*What is needed*:
The answer must be every line from the entries below that includes "white".

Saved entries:
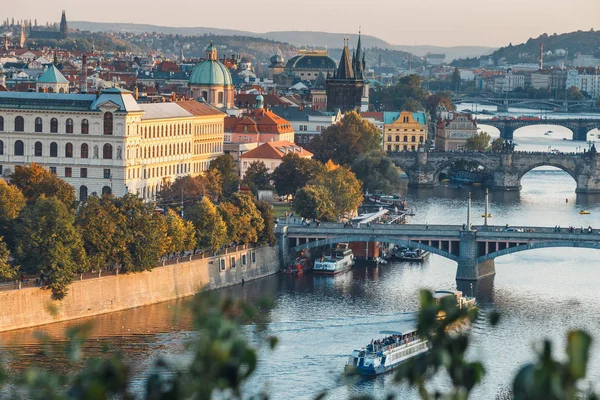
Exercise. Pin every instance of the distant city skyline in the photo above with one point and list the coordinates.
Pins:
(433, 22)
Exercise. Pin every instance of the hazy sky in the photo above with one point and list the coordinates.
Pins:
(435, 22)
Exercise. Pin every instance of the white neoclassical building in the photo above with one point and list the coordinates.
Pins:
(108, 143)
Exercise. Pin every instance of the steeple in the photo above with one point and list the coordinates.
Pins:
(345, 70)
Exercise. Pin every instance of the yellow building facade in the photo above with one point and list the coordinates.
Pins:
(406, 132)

---

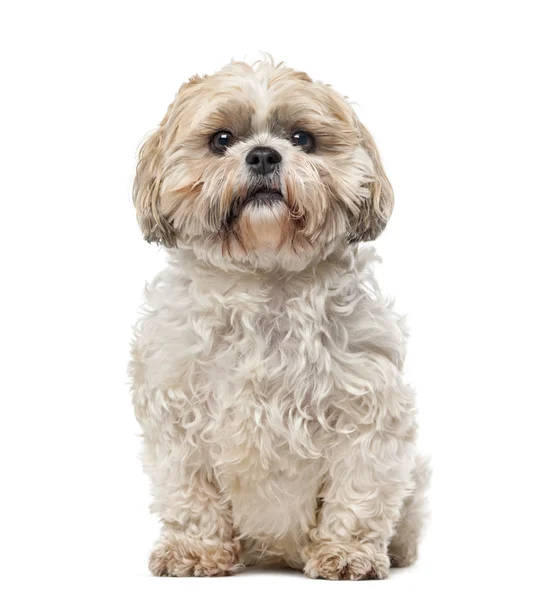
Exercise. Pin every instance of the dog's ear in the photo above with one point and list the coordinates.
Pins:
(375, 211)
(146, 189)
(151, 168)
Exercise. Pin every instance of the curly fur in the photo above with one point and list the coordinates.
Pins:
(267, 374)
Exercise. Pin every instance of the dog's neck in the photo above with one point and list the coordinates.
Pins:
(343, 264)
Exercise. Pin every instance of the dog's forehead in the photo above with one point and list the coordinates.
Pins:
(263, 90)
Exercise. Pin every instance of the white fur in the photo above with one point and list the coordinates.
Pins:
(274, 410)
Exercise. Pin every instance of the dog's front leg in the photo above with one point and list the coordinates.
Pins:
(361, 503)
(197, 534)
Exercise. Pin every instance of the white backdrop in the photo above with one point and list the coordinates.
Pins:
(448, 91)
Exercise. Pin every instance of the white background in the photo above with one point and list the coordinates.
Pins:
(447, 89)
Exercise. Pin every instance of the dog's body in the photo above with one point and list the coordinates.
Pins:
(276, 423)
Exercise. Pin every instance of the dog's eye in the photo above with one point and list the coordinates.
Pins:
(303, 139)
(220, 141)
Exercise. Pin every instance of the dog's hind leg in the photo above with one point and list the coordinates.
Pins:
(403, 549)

*Answer section*:
Exercise. Pin every instance of the white neoclassical building in the photo above with one point and list the coordinates.
Exercise. Pin every instance of the white fur in the photo above with one point and list the coordinates.
Exercise. Pin every instance of the white backdrop in the photo above with one point and list the coordinates.
Exercise. Pin every instance of the white background in the photo above with one point and list the coordinates.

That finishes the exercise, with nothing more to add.